INPUT MATERIAL>
=======

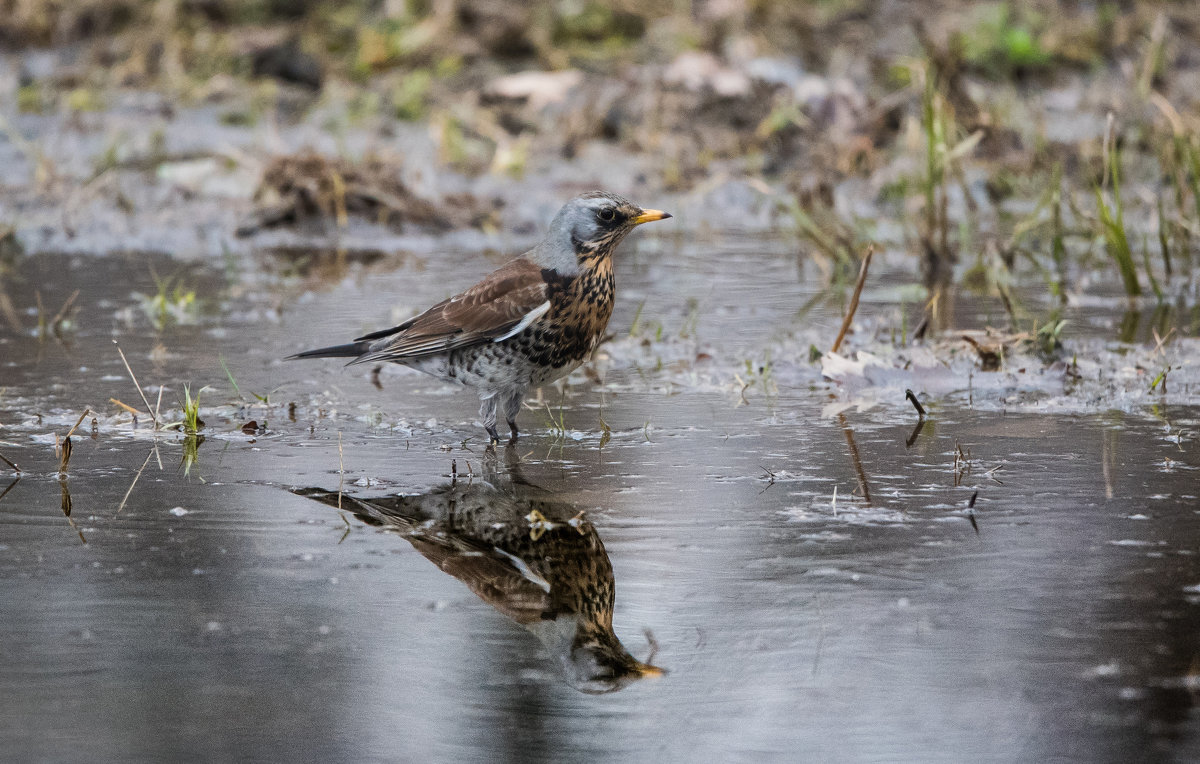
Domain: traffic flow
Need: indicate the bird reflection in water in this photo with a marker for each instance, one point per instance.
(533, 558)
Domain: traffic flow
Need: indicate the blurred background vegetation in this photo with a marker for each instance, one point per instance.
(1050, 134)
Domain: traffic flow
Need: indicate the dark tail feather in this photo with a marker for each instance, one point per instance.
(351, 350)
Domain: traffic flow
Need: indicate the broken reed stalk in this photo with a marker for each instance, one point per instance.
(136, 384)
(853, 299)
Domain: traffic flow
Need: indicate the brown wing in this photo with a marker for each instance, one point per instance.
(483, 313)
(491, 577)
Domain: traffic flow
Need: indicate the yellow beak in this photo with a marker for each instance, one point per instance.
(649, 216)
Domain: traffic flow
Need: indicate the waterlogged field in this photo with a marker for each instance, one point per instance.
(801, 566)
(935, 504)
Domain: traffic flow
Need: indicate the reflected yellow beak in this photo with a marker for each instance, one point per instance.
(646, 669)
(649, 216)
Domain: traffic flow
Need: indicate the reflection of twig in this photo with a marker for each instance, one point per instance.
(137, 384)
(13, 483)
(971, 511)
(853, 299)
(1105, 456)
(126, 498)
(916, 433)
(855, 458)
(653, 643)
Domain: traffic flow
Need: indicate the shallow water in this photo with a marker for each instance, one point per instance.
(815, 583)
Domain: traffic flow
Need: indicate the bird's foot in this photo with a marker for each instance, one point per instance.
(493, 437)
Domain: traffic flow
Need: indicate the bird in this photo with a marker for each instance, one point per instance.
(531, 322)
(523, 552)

=======

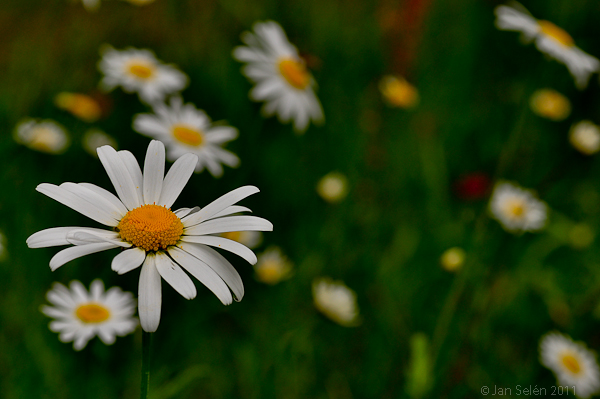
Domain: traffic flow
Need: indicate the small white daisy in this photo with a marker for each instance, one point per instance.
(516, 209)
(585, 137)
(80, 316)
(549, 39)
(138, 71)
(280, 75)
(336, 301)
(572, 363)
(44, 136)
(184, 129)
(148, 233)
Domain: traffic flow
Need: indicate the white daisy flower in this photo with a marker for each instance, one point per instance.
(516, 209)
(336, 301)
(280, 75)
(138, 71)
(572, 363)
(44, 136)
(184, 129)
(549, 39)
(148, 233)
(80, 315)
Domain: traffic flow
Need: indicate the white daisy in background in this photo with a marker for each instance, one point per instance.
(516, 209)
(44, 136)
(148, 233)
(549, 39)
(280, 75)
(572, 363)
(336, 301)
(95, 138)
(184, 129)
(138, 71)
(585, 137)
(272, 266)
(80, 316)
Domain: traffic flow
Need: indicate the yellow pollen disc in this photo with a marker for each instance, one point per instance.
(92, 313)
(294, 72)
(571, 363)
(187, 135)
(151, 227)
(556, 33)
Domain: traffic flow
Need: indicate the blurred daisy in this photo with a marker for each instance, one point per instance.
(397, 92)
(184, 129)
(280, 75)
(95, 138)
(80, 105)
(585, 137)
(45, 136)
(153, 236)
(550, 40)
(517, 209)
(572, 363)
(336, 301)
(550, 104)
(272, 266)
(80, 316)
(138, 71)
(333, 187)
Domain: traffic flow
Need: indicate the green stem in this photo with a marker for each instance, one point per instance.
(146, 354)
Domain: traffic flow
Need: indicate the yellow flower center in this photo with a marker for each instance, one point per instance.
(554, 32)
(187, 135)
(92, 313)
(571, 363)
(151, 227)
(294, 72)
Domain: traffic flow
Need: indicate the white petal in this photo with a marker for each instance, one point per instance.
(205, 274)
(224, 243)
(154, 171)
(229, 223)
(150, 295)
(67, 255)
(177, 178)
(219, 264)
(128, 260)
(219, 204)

=======

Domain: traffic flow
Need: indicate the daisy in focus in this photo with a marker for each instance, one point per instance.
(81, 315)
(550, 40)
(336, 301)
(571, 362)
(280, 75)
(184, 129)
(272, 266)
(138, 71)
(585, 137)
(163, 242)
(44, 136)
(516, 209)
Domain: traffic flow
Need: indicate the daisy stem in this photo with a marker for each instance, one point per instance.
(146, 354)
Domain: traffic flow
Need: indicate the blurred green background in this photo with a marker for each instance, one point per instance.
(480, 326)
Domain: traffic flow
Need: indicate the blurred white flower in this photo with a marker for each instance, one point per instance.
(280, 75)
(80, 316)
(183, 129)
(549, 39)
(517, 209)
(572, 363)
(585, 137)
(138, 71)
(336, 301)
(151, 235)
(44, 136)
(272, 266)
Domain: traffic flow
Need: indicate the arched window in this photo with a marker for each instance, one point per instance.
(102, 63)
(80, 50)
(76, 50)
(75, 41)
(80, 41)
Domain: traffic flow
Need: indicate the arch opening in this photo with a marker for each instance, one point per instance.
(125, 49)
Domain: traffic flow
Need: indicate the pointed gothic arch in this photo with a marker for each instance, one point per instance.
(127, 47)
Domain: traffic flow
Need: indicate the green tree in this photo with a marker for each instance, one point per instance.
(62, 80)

=======

WHAT THE TASK REQUIRES>
Find each line in the entries above that contains the word "blurred", and copy those lines out in full.

EXERCISE RESULT>
Need: indicate the blurred background vegetation in this photo with a marker for each instance, one point per instance.
Need: indicate the blurred daisy in this photo with a marker for each instance, one point per instance.
Need: indicate the blurred green background in this photo with a marker for each instance, one point per instance.
Need: indicate the blurred white flower in this photo with a marker for each instance, one point per instance.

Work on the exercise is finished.